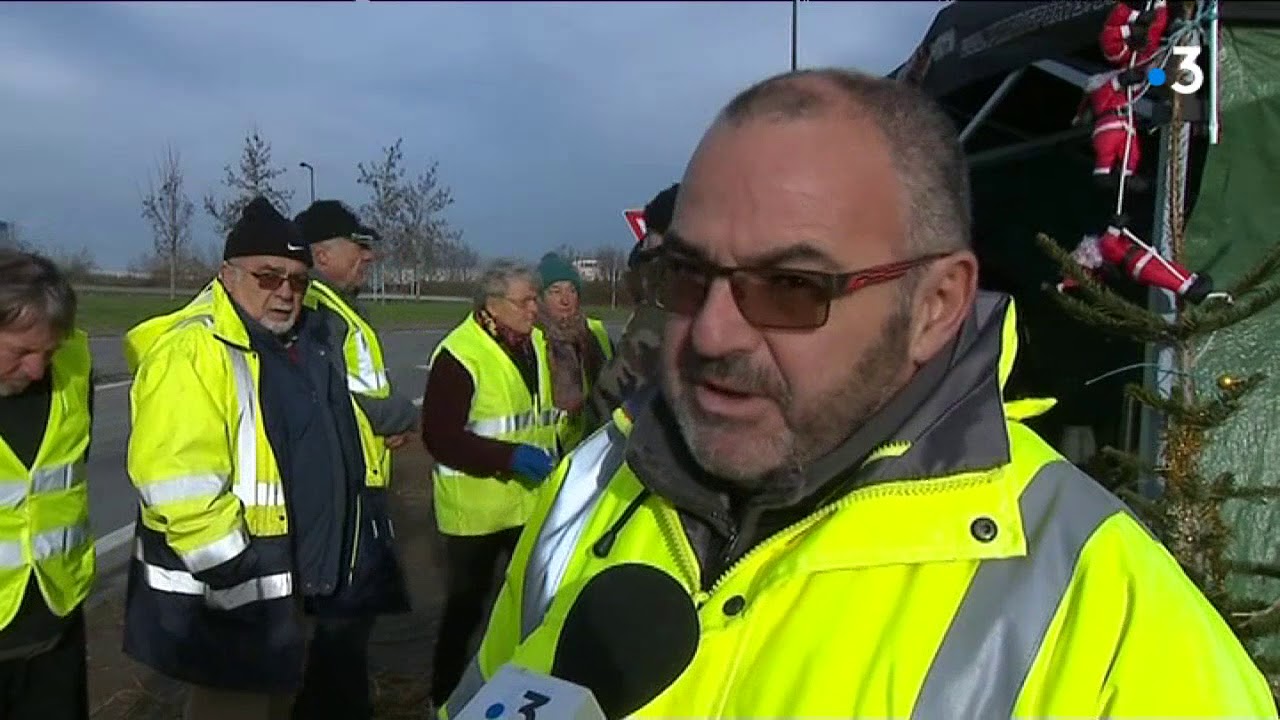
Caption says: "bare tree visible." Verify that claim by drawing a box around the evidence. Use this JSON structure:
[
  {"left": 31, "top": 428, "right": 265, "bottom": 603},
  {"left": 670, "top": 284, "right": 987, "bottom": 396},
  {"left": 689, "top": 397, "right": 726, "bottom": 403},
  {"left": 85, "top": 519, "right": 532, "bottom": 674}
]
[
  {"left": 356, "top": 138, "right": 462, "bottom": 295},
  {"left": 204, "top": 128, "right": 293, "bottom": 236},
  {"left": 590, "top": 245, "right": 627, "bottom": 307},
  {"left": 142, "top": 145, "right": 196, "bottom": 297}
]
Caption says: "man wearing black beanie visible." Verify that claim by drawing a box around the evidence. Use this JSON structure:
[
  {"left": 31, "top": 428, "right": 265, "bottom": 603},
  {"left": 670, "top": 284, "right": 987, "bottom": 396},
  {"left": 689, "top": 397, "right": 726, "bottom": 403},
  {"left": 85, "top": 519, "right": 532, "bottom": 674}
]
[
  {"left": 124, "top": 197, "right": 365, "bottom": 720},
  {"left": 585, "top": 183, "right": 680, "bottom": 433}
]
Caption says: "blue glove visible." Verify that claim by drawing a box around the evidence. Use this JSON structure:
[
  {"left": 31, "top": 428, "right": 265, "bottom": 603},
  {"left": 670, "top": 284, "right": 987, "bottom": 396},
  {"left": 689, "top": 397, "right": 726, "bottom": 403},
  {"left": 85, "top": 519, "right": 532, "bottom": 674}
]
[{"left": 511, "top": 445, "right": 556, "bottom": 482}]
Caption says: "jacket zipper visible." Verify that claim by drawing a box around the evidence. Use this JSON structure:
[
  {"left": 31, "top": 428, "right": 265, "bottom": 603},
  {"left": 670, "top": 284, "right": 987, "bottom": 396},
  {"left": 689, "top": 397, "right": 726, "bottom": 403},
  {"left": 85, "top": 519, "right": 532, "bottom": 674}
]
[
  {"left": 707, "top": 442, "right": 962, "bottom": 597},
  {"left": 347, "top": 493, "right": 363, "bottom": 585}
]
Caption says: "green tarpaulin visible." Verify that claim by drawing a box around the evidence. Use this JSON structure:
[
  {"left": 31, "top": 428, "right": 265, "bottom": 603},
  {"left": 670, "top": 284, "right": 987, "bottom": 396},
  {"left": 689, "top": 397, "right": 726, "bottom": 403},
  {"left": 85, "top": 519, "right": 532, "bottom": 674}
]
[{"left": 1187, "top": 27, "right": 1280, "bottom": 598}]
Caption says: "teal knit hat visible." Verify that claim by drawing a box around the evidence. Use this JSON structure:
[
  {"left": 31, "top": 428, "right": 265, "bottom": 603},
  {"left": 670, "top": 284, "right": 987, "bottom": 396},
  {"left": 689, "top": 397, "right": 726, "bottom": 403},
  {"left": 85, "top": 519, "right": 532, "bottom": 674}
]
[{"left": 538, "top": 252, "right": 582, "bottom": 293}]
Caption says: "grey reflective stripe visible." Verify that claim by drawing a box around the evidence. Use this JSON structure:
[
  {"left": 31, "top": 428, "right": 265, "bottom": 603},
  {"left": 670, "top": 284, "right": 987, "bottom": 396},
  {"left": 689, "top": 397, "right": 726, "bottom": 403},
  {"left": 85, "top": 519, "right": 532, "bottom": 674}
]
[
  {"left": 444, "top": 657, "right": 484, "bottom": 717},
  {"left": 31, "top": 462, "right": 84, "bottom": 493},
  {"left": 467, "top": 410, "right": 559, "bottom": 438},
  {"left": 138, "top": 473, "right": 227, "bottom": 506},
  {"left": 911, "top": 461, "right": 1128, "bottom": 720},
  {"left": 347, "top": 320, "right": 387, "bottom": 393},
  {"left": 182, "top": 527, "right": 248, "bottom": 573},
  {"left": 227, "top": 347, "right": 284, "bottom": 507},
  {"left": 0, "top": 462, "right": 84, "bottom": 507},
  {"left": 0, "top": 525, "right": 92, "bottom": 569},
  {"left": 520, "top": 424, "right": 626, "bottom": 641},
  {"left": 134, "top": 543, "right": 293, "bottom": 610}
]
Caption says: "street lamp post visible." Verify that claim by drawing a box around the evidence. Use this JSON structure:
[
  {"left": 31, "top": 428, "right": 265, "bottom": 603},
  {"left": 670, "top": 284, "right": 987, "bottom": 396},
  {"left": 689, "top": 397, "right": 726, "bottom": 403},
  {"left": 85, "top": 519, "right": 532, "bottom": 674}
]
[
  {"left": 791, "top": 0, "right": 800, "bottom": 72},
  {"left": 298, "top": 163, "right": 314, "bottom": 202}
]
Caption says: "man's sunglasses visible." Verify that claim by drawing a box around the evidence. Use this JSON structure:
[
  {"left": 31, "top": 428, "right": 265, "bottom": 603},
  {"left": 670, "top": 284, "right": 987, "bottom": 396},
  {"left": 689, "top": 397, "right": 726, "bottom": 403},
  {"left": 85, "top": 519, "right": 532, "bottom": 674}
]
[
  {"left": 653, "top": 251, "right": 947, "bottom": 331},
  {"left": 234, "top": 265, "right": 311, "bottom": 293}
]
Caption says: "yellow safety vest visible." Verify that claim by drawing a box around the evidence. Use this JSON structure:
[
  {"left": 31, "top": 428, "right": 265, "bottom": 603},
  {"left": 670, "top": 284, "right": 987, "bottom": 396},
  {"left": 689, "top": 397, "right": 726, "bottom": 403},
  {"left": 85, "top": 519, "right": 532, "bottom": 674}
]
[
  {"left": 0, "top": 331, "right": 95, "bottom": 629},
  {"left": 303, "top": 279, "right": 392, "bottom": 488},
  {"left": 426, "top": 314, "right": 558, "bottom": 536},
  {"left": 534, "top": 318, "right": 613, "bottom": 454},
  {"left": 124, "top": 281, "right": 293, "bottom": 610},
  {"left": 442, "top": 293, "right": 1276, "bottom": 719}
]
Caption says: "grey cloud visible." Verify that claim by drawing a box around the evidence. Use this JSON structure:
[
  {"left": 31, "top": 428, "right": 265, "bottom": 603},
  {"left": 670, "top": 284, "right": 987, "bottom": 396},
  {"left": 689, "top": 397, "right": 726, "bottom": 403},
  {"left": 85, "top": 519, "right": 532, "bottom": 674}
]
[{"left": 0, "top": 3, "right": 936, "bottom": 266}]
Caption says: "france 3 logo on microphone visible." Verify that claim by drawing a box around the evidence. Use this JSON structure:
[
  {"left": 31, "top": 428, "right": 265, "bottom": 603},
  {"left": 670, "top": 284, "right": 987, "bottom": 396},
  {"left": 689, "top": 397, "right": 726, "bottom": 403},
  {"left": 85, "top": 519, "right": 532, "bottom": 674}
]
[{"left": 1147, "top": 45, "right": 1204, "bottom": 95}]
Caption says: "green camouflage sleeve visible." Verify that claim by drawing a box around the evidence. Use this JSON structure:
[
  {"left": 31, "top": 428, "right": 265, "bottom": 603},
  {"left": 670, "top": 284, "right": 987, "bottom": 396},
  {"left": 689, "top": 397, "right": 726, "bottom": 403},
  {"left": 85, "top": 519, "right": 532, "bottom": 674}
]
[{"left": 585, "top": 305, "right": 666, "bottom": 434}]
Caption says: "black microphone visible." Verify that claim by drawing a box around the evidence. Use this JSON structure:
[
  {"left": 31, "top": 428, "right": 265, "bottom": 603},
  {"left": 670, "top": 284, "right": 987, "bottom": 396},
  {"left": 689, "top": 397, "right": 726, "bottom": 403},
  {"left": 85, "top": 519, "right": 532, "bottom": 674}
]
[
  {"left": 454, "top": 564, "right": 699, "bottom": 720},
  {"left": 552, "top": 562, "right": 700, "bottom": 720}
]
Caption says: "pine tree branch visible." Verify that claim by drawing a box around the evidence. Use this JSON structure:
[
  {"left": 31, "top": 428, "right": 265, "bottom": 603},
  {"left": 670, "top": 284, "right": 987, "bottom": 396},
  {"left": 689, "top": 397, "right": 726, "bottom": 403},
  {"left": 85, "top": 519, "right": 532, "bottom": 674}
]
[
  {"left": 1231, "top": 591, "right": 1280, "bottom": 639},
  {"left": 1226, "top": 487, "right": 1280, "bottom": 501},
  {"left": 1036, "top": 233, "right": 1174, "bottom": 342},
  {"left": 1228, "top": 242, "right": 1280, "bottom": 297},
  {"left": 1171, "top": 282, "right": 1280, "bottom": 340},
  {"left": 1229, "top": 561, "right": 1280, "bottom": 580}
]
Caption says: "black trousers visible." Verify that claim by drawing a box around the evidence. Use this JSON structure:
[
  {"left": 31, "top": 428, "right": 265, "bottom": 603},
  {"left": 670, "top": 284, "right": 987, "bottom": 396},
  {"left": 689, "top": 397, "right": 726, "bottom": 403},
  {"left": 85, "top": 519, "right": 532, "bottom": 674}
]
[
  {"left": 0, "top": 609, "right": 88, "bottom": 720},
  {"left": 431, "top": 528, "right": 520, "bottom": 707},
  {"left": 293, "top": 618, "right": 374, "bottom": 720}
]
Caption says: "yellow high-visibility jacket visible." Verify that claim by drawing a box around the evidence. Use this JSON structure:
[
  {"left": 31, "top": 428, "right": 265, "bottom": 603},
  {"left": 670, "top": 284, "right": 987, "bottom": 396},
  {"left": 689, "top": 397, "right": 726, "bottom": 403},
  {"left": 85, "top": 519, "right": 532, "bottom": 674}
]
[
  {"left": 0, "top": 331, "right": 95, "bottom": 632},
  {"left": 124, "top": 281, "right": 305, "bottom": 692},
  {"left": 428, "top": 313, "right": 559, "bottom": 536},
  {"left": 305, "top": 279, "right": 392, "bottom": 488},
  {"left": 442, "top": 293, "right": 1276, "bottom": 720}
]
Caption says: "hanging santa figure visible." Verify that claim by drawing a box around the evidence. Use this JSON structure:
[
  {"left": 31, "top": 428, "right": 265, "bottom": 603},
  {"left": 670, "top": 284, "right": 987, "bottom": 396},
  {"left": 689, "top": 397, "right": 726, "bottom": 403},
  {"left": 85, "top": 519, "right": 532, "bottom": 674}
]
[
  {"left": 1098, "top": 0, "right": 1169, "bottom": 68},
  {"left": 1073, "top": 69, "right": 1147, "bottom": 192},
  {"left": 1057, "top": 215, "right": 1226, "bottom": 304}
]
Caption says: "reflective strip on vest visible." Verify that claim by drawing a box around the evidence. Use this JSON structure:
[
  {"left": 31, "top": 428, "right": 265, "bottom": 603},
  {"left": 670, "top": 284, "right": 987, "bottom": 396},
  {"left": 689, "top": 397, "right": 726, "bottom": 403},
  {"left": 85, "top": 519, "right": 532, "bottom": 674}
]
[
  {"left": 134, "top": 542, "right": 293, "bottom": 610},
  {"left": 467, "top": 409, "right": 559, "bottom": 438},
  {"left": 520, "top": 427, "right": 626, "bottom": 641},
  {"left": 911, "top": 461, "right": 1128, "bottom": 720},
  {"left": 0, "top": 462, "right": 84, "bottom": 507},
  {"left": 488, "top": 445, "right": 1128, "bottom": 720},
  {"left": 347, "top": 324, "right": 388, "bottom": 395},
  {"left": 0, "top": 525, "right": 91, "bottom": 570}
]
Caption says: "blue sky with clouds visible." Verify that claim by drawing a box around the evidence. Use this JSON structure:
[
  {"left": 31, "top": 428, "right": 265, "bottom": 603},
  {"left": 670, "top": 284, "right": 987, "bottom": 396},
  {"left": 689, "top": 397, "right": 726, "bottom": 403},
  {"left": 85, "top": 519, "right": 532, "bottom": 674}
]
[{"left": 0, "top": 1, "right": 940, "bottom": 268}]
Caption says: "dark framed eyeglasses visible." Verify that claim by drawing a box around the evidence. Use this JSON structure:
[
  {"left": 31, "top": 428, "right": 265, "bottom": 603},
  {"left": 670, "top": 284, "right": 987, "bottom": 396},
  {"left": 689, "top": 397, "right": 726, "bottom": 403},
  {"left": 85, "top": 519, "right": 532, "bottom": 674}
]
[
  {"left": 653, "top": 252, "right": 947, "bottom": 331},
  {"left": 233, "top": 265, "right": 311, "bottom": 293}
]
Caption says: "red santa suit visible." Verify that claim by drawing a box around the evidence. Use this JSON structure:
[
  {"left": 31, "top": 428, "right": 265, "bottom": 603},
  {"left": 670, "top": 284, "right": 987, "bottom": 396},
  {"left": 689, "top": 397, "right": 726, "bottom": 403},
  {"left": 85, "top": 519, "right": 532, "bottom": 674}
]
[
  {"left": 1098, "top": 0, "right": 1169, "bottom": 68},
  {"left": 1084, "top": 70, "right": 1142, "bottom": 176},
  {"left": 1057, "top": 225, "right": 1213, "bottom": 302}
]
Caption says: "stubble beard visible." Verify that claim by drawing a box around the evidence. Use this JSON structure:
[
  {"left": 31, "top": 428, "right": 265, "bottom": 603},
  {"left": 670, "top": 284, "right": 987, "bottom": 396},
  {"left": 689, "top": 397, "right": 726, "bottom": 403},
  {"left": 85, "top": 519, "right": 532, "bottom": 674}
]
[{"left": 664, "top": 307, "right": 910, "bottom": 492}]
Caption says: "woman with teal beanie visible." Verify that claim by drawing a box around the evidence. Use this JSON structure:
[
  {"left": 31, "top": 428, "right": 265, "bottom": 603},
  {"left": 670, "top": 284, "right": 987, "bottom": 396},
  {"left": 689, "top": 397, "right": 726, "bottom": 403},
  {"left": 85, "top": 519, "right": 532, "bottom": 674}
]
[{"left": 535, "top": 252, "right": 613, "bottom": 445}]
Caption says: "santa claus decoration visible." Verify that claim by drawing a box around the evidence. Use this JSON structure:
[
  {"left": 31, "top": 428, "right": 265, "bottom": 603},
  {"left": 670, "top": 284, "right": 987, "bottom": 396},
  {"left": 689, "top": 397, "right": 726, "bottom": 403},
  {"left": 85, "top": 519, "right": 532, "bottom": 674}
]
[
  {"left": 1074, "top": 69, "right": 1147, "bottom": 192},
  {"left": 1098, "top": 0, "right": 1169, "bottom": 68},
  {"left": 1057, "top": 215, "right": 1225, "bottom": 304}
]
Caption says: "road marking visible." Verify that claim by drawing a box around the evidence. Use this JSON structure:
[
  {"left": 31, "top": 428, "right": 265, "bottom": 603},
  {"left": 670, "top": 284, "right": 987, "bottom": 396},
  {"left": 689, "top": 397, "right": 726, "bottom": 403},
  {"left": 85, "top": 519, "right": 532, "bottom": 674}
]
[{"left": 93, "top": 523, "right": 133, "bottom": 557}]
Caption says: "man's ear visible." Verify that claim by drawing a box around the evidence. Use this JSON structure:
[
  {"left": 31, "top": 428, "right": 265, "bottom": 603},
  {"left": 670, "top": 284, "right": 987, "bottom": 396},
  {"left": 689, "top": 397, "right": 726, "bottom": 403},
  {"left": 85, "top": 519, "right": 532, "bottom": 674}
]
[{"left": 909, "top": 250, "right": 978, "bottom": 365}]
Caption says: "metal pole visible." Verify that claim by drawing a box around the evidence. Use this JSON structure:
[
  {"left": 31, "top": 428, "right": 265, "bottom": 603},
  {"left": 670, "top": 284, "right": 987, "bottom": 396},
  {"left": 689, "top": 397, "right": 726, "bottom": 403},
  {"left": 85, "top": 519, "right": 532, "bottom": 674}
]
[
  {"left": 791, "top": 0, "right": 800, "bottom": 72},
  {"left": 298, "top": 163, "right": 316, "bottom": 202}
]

Requirements:
Extract every line of the rows above that contains the string "beanie", matching case exactly.

Output of the exercise:
Caption says: "man wearing black beanie visible." Verify that claim by drawing a box around the evidence. Use this JSON structure:
Caption says: "woman with teal beanie visible." Verify that claim by drawing a box around the evidence. Use this JSON structure:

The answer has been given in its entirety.